++++ Input data

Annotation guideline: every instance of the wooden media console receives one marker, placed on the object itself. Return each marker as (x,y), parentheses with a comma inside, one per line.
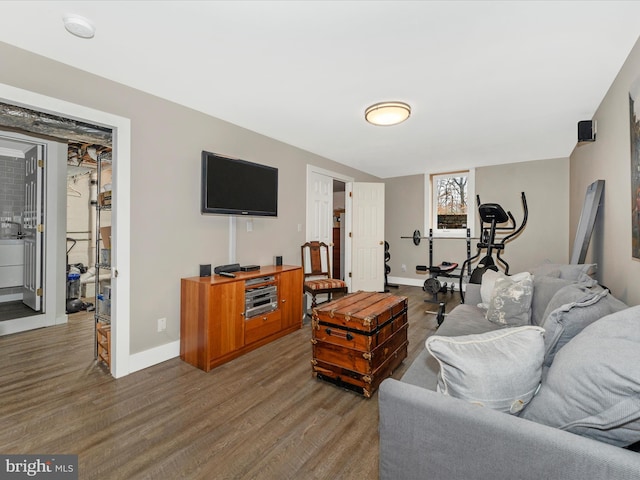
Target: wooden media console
(213,326)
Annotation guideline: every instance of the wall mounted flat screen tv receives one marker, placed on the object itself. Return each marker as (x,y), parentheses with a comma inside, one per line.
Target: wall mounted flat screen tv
(237,187)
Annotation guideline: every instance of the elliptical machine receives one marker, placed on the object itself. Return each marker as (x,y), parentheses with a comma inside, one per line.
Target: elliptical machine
(492,215)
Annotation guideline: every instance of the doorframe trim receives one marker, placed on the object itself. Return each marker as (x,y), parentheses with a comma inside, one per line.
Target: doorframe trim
(121,231)
(335,175)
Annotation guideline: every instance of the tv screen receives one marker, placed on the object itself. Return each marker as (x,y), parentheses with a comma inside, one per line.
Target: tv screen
(237,187)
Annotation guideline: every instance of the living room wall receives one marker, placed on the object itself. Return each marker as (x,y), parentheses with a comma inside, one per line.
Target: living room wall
(169,236)
(608,158)
(544,239)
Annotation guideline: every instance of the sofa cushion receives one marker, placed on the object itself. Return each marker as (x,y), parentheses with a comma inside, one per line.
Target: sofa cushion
(544,288)
(462,320)
(499,369)
(570,310)
(510,303)
(593,386)
(584,272)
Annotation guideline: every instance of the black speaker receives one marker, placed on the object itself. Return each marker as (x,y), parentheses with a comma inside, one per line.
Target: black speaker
(586,131)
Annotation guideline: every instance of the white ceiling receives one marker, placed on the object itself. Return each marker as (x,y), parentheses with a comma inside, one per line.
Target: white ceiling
(488,82)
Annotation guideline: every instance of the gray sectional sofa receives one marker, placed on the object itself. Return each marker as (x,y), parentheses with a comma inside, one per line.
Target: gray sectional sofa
(574,425)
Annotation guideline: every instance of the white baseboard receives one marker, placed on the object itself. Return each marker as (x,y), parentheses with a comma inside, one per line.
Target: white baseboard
(153,356)
(10,297)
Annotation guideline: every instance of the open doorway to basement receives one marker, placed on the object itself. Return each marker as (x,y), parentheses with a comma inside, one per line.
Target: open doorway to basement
(119,127)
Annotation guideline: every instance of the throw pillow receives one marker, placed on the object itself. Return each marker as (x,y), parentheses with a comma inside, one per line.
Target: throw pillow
(500,369)
(489,282)
(510,303)
(593,386)
(570,310)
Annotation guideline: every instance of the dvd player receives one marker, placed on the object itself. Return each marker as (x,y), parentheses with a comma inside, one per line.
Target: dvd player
(250,268)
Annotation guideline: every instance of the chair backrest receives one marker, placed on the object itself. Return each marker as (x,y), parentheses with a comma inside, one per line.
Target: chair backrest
(315,259)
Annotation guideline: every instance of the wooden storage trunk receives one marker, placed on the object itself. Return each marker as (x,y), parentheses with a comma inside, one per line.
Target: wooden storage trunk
(359,340)
(103,333)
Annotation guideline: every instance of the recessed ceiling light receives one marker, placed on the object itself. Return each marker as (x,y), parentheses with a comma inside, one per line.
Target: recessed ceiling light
(79,26)
(387,113)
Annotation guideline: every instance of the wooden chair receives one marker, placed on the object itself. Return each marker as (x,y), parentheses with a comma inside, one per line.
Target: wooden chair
(317,272)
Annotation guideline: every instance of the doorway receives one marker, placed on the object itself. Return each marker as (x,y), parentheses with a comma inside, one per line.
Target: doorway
(121,128)
(25,299)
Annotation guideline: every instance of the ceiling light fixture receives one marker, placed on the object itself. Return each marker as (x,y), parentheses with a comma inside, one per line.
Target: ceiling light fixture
(387,113)
(79,26)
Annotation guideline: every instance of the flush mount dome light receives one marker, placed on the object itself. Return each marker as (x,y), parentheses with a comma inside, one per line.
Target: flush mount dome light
(79,26)
(387,113)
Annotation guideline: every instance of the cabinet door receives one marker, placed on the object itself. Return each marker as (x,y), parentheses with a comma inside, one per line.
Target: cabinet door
(226,318)
(290,293)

++++++++

Your goal - Repeat the records word for word. Any picture in them should be left out.

Finished task -
Annotation guideline: every instance of the wooden media console receives one marker, placed on the object itself. Return each marker as (x,y), parentheses with a comma inside, one per line.
Target: wooden media console
(213,326)
Annotation guideline: every instance of the wall mounted flat screen tv receives one marker, placed on the object itself. Return each marker as (x,y), parentheses with a comma inside, one per line.
Target: wall mounted flat screen tv
(237,187)
Annotation guideline: every instance of the elliptical machine receives one marker, placed on the object itself. Return each marker as (x,y), parentheses with a comma inside, one per line.
Target: elliptical machine
(492,215)
Annotation guideline: every instance of the doorframe trim receives one marker, placed on the object itself. Return each marker as (x,y), parentheses with a comma inside, one per line.
Target: doorframe trim
(121,231)
(335,175)
Annotation guideline: every instance of the tv screen receives one marker, placed on the object itself. Return each marker as (x,y), parentheses with a comma inside, one per line.
Target: tv screen
(237,187)
Annotation guideline: every instance of the living room wall receives one marker, placed on the object itself. Return each marker as (x,y), parentheses with a comma inside, one per line.
Target: living room wall
(169,236)
(608,158)
(544,239)
Annotation guideline: every instance of the sofa cushion receives one marker, placed on the object itself. Return each marker as (x,y), parentheses with a comma inside, one per line.
Target: sofa cushion
(544,288)
(462,320)
(499,369)
(570,310)
(510,303)
(593,386)
(584,272)
Annotation guideline: every instance of the black speaker receives one marker, placed on the object itself. Return each marker as (x,y), parentheses with a comma inside, one per line.
Target: black speaker
(586,131)
Annotation guideline: every instance of the white ceiling receives one marker, placed on the object itself. Return each marker as (x,y), parentheses with a comma inside, one per line.
Target: white ceiling
(488,82)
Annotation guideline: every instance of the gray sectional sofa receives one marker, placed on the object itself. Return each marker as (x,y), parentheses with a comma inside, one per line.
Target: gray sectional sofa
(574,425)
Annotation guideline: every instance of the white baseboard receives one marker, placed on the object itself. Return each marker as (x,y), parentheses with a comma inside, one per line.
Target: white baseboard
(153,356)
(10,297)
Annotation guideline: every instance of the open doorway to basement receives one marker, placed on the object itself. Return each marker as (x,y), parentheses with a comma inside, one per line.
Target: open doorway to basement
(119,127)
Annotation guideline: every instance of the throw pillow receives one marker, placed on the object itself. Return each marker as (x,y), parentheses with a comma inside, one per line.
Target: throw pillow
(500,369)
(489,282)
(510,303)
(593,386)
(570,310)
Annotation guideline: every instance of the dvd player receives one marker, placed on the object itself. Return each marker as (x,y), parentheses with a comma inside, one per line.
Target: dvd player
(250,268)
Annotation guideline: every instance of the chair backrest receives one marker, placed on the object itself. Return each marker as (x,y), parentheses with a comma inside, one per line.
Target: chair backrest
(315,259)
Annotation guideline: every instance of the wooden storage trunk receives one marker, placed on the object itself. Return each marker as (x,y), parentheses with a comma inside, one per line.
Target: wooden storage trunk
(359,340)
(103,333)
Annotation guideline: every instance of the recessed ceiling light receives one marker, placed on the object itself. Return each marker as (x,y), parentheses with a comma inside, one per line.
Target: recessed ceiling light
(79,26)
(387,113)
Annotation guideline: every instance of the wooden chair receives one marker, placed on the object itself. Return each marker as (x,y), parentheses with a comma inside, one per line.
Target: wooden chair
(317,272)
Annotation guideline: every instance of the doorway receives one marker, placed on the object itself. Return each marker as (x,y), parentheses with a comma inside, one per line.
Target: doorway
(121,128)
(25,299)
Annotation guideline: every instance of the ceiling light fixture receives one marker, placed on the object itself. Return each marker as (x,y), parentheses with a comma inside, one per line.
Target: ceiling light fixture
(387,113)
(79,26)
Annotation guideline: every instance of the flush mount dome light receives one marker, placed on the object itself. Return each marker as (x,y), parentheses with a comma inside, one per line.
Target: flush mount dome light
(79,26)
(387,113)
Annotation guideline: every instance of the cabinet door receives one marker, placed on the object itself. Return each marker as (x,y), parentheses with a comma inside, one per line.
Target: cabinet door
(226,318)
(290,293)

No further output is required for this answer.